- _MATERIAL FOR THE TASK_:
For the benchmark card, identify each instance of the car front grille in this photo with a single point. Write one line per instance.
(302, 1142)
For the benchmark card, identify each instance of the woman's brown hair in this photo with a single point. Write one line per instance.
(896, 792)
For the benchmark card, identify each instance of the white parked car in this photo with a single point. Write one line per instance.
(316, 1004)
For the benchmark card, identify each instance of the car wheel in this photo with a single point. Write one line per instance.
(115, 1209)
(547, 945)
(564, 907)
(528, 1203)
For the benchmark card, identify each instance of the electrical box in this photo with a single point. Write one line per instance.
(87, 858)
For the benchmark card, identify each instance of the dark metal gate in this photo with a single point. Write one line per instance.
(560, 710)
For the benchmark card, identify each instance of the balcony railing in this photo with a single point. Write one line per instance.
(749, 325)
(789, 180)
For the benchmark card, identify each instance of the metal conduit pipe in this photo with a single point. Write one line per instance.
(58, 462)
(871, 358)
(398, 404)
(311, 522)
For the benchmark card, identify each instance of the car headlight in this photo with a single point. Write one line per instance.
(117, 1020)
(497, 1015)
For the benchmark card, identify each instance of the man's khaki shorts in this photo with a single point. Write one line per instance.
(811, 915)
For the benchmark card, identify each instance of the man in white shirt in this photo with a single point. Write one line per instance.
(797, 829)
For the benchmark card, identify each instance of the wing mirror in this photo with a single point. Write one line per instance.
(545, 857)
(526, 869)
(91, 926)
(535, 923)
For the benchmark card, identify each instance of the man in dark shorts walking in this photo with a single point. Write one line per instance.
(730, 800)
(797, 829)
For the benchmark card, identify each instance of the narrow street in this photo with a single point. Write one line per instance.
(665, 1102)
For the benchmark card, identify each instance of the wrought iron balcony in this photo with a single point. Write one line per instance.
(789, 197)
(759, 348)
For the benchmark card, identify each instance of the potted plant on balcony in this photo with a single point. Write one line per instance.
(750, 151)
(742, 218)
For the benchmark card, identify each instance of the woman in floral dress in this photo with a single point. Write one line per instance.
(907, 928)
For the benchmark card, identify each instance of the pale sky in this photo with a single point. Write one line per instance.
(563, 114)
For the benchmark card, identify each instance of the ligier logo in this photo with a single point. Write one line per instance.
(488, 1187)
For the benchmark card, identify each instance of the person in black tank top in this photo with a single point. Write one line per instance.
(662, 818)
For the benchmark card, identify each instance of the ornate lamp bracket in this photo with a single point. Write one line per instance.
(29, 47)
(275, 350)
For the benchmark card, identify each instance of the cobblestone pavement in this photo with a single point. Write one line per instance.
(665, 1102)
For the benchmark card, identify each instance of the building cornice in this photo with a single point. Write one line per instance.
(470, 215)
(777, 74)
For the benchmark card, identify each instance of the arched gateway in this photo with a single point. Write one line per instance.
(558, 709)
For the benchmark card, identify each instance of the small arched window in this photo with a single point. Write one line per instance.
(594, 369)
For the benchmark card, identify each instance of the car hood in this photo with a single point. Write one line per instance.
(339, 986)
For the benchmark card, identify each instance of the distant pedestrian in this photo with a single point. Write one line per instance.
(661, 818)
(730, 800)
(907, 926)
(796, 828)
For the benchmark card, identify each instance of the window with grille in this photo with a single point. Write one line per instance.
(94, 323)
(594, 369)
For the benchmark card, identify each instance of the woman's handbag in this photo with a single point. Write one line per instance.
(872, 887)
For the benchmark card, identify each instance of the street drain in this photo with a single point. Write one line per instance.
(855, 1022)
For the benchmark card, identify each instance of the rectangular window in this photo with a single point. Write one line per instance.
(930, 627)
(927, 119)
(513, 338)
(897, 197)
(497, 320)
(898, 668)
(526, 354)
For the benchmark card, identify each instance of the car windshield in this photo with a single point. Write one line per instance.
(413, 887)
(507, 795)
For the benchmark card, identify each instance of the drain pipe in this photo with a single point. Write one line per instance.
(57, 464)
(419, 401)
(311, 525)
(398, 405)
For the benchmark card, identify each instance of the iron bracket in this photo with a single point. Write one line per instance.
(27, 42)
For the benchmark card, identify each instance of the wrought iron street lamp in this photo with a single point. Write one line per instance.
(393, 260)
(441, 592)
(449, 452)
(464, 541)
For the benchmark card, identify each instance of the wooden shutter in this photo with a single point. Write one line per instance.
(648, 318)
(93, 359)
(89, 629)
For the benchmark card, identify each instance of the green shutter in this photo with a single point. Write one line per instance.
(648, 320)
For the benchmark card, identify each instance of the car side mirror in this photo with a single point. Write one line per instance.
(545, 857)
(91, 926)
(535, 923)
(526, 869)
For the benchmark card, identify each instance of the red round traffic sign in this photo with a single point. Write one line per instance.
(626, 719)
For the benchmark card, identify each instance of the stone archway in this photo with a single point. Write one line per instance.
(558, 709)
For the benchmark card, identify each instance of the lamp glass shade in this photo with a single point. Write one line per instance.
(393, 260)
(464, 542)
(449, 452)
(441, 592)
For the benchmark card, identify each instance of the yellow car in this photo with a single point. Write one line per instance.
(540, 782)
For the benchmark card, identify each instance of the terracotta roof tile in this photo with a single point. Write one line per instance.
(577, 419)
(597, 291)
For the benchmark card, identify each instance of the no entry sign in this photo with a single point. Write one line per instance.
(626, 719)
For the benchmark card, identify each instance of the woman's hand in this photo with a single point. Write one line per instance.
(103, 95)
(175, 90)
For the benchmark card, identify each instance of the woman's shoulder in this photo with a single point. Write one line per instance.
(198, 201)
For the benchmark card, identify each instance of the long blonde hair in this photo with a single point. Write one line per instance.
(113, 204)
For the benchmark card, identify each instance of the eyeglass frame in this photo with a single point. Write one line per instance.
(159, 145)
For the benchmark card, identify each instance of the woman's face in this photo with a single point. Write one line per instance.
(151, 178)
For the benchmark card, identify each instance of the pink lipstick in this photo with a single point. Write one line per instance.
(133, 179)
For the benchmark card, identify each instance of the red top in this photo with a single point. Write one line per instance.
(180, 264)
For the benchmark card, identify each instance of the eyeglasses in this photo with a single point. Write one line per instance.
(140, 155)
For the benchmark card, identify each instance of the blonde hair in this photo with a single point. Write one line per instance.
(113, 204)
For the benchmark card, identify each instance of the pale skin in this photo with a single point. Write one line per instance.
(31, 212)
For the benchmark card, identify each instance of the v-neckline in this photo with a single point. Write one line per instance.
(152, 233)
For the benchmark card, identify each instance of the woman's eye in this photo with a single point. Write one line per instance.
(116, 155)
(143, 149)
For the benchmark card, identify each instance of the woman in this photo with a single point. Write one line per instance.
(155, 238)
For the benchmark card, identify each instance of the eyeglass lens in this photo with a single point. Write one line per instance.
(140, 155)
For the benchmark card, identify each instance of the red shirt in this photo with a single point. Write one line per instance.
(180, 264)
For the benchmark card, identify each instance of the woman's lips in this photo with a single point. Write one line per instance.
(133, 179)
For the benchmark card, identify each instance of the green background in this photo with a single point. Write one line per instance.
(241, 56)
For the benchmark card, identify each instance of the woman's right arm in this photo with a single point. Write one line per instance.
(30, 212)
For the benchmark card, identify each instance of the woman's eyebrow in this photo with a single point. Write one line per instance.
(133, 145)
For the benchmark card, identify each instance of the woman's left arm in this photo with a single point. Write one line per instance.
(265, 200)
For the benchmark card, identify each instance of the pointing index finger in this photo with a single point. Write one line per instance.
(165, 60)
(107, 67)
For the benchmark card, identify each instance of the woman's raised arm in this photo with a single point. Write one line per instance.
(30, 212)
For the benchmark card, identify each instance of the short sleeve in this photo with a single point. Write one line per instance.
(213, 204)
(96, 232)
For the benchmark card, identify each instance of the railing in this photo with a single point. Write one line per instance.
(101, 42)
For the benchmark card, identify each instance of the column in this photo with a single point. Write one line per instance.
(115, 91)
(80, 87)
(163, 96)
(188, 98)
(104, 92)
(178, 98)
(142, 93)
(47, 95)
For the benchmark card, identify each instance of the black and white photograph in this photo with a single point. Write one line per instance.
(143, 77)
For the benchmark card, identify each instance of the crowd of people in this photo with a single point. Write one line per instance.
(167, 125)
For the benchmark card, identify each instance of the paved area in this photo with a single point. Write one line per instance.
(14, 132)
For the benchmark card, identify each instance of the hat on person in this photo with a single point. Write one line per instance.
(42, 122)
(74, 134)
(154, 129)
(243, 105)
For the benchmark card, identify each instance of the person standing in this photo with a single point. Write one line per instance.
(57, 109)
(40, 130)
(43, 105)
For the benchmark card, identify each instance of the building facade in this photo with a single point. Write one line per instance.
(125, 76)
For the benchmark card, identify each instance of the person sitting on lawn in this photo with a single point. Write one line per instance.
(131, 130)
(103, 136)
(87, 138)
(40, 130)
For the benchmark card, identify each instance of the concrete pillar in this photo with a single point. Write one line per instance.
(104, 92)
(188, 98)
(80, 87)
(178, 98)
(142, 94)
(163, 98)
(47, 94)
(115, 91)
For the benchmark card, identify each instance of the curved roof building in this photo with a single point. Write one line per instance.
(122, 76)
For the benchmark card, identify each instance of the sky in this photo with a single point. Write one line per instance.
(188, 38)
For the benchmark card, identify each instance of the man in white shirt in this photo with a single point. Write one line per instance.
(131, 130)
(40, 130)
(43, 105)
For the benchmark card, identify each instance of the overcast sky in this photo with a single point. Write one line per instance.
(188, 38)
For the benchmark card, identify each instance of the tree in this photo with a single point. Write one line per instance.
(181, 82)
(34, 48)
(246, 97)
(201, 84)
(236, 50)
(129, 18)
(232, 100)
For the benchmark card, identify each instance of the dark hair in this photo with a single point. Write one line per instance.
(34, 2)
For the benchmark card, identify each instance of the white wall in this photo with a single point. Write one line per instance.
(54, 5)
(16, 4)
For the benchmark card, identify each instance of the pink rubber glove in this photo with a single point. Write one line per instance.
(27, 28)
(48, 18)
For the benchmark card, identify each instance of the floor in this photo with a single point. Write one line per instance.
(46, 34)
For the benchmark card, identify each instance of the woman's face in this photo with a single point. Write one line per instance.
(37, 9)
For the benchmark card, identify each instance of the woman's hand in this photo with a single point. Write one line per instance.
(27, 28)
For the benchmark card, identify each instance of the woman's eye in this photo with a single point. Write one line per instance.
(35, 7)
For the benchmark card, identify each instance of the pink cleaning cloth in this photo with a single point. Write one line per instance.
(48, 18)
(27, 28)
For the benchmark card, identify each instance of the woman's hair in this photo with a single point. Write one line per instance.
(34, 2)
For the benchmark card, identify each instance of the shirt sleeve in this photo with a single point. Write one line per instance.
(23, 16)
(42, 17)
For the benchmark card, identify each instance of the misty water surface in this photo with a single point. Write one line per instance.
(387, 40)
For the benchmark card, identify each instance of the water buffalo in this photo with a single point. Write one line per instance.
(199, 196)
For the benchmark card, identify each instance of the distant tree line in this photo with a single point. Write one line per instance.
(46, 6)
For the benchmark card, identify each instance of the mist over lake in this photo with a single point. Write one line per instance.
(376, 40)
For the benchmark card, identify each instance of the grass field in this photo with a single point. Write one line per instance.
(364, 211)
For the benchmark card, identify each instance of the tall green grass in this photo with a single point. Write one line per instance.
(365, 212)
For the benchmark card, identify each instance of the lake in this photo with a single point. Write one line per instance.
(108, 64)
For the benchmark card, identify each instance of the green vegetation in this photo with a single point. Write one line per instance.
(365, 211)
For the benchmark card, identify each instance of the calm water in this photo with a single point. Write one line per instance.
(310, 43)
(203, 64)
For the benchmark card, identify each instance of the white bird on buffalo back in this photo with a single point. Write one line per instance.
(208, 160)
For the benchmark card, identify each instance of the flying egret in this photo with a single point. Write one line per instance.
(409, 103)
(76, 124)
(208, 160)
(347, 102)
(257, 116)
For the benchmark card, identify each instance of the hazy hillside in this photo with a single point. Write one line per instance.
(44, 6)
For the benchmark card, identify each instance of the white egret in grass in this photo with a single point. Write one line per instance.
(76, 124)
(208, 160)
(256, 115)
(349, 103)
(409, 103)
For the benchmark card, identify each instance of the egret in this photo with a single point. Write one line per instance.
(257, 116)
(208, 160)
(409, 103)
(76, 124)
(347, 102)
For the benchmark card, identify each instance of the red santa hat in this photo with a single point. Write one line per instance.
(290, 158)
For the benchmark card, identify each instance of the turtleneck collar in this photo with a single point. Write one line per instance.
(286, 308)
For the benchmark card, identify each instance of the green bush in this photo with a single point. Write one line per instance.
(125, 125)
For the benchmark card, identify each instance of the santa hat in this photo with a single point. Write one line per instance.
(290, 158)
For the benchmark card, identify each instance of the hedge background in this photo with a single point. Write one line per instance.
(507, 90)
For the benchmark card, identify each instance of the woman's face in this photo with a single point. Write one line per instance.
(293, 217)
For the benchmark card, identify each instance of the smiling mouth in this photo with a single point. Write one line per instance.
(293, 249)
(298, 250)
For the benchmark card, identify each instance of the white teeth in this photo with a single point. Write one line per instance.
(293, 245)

- _EXERCISE_:
Quote verbatim the line containing "For the benchmark card, identify each instance of the egret" and every line after it through the end of the records above.

- _EXERCISE SOLUTION_:
For the benchmark card, identify each instance of the egret in this photo with a single point. Write one line per instance.
(257, 116)
(208, 160)
(409, 103)
(76, 124)
(347, 102)
For the benchmark card, identify each instance of the red santa hat in this photo with a single point. Write one line per instance.
(290, 158)
For the benchmark card, identify each instance of the turtleneck collar in this photo with a single point. Write one line per instance.
(286, 308)
For the benchmark card, identify each instance of the green bush in this photo with a single point. Write one line per instance.
(125, 125)
For the benchmark card, identify each instance of the santa hat in this photo with a single point. Write one line per instance.
(290, 158)
For the benchmark card, identify each instance of the hedge background in this photo with a single point. Write one line per instance.
(507, 90)
For the benchmark card, identify each instance of the woman's face in this photo with a single point. Write one line per instance.
(293, 217)
For the benchmark card, identify each instance of the smiling mouth in this photo with a single point. Write one line per instance.
(293, 249)
(298, 250)
For the benchmark card, identify each instance of the white teeth in this photo with a single point. Write one line per instance.
(293, 245)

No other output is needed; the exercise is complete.